++++ Texte extrait
Je lui avais demandé de revenir pour une consultation post-opératoire, et lors de celle-ci, elle m’a demandé pourquoi je l’avais soignée au lieu de la laisser mourir. Je lui ai répondu que ses proches avaient besoin d’elle, mais elle m’a répondu qu’elle refusait de retourner dans son village, qu’elle avait honte parce qu’elle avait été violée devant son beau-fils. J’avais réussi à la réparer physiquement, mais elle a refusé de boire, de manger et même de communiquer. Je suis triste de dire que cette patiente est décédée, mais j’ai eu envie d’agir pour apporter une aide psychologique, afin que ça ne se reproduise plus.

Ce fut un combat difficile, les psychologues cliniciens ne courant pas les rues au Kivu. Alors il se bat pour obtenir de l’aide à l’international et capte l’attention de Veronique de Keyser, Professeur émérite à la faculté de psychologie de l’Uliège. Grâce à elle naît La Chaire internationale sur « La violence faite aux femmes et aux filles dans les conflits » (en abrégé « Chaire Mukwege »).

Avec l’appui de tant de professionnels qualifiés, la prise en charge psychologique des femmes est désormais assurée pleinement à l’hôpital de Panzi.

Outre cet aspect, il assure une réinsertion de ces femmes dans la vie normale en leur permettant d’acquérir de nouvelles compétences. Aux jeunes filles il permet de retrouver les bancs de l’école. Une assistance juridique est aussi mise à disposition des victimes qui souhaitent réparation.

Pour lui la prise en charge de ces femmes et enfants doit être holistique. C’est à dire qu’elle doit tenir compte de tous les aspects: physique, psychologique, économique, social, et juridique. Elle doit permettre aux victimes et guérir et de retrouver une vie “normale”.
++++++++
#### Travail demandé:
A - Recopiez à l’identique le passage du texte extrait qui commence par les mots « Ce fut un combat » et se termine par « qui souhaitent réparation. ».
B - Traduisez en anglais cette phrase du texte extrait : « Avec l’appui de tant de professionnels qualifiés, la prise en charge psychologique des femmes est désormais assurée pleinement à l’hôpital de Panzi. »
++++ Données
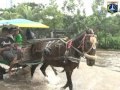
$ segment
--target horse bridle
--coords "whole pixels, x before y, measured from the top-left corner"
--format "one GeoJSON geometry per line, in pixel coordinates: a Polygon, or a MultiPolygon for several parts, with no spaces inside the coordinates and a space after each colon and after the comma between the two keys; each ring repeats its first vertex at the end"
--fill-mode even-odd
++++++++
#### Solutions:
A -
Ce fut un combat difficile, les psychologues cliniciens ne courant pas les rues au Kivu. Alors il se bat pour obtenir de l’aide à l’international et capte l’attention de Veronique de Keyser, Professeur émérite à la faculté de psychologie de l’Uliège. Grâce à elle naît La Chaire internationale sur « La violence faite aux femmes et aux filles dans les conflits » (en abrégé « Chaire Mukwege »).

Avec l’appui de tant de professionnels qualifiés, la prise en charge psychologique des femmes est désormais assurée pleinement à l’hôpital de Panzi.

Outre cet aspect, il assure une réinsertion de ces femmes dans la vie normale en leur permettant d’acquérir de nouvelles compétences. Aux jeunes filles il permet de retrouver les bancs de l’école. Une assistance juridique est aussi mise à disposition des victimes qui souhaitent réparation.

B - With the support of so many qualified professionals, psychological care for women is now fully provided at Panzi Hospital.